What you have to do → Write the material out again in full, exactly.

Supplied data →
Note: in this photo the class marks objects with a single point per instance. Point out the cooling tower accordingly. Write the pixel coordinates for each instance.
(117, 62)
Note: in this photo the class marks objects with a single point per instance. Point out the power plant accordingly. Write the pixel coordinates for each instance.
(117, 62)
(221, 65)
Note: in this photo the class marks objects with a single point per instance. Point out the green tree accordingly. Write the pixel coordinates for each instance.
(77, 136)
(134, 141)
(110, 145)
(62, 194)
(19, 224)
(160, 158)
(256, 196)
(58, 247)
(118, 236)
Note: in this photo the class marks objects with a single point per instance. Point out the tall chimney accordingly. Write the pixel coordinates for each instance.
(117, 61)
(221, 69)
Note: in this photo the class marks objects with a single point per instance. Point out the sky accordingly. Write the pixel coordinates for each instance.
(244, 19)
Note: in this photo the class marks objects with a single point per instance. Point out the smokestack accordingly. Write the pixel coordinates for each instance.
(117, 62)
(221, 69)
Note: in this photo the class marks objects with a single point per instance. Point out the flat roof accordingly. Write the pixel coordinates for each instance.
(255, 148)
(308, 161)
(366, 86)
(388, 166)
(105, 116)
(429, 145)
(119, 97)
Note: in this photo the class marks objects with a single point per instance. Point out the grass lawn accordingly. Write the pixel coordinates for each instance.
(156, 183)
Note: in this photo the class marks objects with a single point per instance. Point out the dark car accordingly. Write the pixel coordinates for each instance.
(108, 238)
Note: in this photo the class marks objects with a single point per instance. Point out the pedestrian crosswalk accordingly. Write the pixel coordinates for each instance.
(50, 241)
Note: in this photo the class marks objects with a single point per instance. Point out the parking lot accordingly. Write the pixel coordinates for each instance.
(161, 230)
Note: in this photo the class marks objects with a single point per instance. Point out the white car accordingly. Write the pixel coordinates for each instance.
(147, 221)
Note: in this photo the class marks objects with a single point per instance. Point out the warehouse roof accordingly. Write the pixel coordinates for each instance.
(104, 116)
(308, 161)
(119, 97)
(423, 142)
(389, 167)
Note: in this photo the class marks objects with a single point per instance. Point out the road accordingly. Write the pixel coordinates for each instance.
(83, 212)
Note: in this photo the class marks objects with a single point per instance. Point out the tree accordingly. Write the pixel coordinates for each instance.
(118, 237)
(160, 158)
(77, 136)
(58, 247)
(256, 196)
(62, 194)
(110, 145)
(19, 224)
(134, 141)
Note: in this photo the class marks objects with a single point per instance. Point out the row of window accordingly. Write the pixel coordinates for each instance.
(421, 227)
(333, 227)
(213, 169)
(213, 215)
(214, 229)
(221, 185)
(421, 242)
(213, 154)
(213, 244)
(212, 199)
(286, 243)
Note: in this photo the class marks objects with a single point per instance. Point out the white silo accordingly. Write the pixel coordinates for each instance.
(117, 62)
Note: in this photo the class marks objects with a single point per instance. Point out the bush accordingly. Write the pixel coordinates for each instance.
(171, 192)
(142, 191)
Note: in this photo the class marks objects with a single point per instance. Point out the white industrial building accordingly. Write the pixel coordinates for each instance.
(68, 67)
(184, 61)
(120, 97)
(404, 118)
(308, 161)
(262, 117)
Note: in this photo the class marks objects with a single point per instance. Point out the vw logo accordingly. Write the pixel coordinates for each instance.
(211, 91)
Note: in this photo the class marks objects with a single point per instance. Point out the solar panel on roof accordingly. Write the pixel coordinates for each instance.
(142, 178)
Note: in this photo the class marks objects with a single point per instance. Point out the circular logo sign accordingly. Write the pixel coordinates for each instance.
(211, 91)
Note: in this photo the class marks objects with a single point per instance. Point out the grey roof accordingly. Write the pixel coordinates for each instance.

Complete answer →
Note: in this photo the class marks objects with a single point per instance. Point out the cooling tower accordingly. Write the pixel coordinates for each instance.
(117, 62)
Note: in this photo the class marks objects with a single point per instance. Point out the power plant accordingly. Write the pixel coordinates for each instance.
(117, 62)
(221, 65)
Note: in this photo the class marks objects with a single point per instance. Point out the green tree accordingly. Write the pixel coordinates for each instance.
(77, 136)
(134, 141)
(110, 145)
(62, 194)
(19, 224)
(160, 158)
(256, 196)
(58, 247)
(118, 236)
Note: in this photo the class marks objects with a single point per instance. Point out the tall chimney accordingly. Write the pixel coordinates for each instance.
(117, 61)
(221, 69)
Note: in this photo the class marks objects with a single point per instance. Point out the sky accordingly. Write the pixel coordinates for each instance.
(244, 19)
Note: in this photo the class marks objects with a single point per instance. Point out the smokestack accordingly. Write the pixel coordinates for each instance.
(117, 62)
(221, 69)
Note: in this photo the class marks objects with a single point per instance. Point out the flat roof accordingly. Write the pixel coordinates for each instance.
(255, 148)
(308, 161)
(366, 86)
(388, 166)
(105, 116)
(429, 145)
(119, 97)
Note: in this photo the class marks objects with a single point per instance. Point out the grass lawn accordingly. Write the pixel coordinates for each instance.
(156, 183)
Note: in this photo the class marks objects with a single point per instance. Point out the dark car accordingly. Write the pixel coordinates for each instance.
(108, 238)
Note: in this photo the class marks objects with a single point per instance. Point out the pedestrian crosswalk accordingly. Write the pixel coordinates for each instance.
(50, 241)
Note: in this photo the class marks objects with a single point per instance. Point out the parking lot accordingly. Write the pixel coordinates for each instance.
(161, 230)
Note: in this photo the class marks objects with a single point per instance. Point out the white car accordingly. Write the pixel coordinates for each instance.
(147, 221)
Note: in this photo the class marks objects with a single point per instance. Point out the warehouse roof accordingly. Write the pixel coordinates for each instance.
(104, 116)
(308, 161)
(119, 97)
(423, 142)
(389, 167)
Note: in this photo the class marks objects with a single point per instance. Point out the road accordingly. Write the pixel coordinates for each instance.
(83, 212)
Note: in this photo the class marks objects with a single point per instance. Point out the tree accordingly. Write the pixel coordinates for each instance.
(118, 237)
(160, 158)
(77, 136)
(58, 247)
(256, 196)
(62, 194)
(110, 145)
(19, 224)
(134, 141)
Note: in this photo the class marks objects with a single point per instance. Point out the row of window accordingly. Write the pixel coordinates for each instance.
(421, 227)
(333, 227)
(213, 169)
(213, 215)
(214, 229)
(221, 185)
(421, 242)
(213, 154)
(213, 244)
(212, 199)
(286, 243)
Note: in this photo the class marks objects with a single point per instance. Point out the white silo accordingly. Write the pixel coordinates for each instance.
(117, 62)
Note: in this photo the class marks objects with a single point per instance. Point out the bush accordingly. Write the pixel coordinates for each instance.
(171, 192)
(142, 191)
Note: in this photo the class marks objects with a single point per instance. Point out the white industrial building accordingly. Write the pixel coordinates for each instance.
(68, 67)
(184, 61)
(120, 97)
(404, 118)
(308, 161)
(262, 117)
Note: in this photo the class marks objects with a single point per instance. Point out the vw logo accordingly. Write the pixel coordinates for each instance.
(211, 91)
Note: in this photo the class marks objects with a single point per instance. Point out the solar panel on roof accordingly. Write the pixel coordinates for each instance.
(142, 178)
Note: in this photo the class marks objects with a single point per instance. Point out the circular logo sign accordingly. Write the pixel coordinates for each instance.
(211, 91)
Note: in this photo the class marks objects with a single point per instance. Point out the grey roof accordingly. Write the pixel coordinates for each instance.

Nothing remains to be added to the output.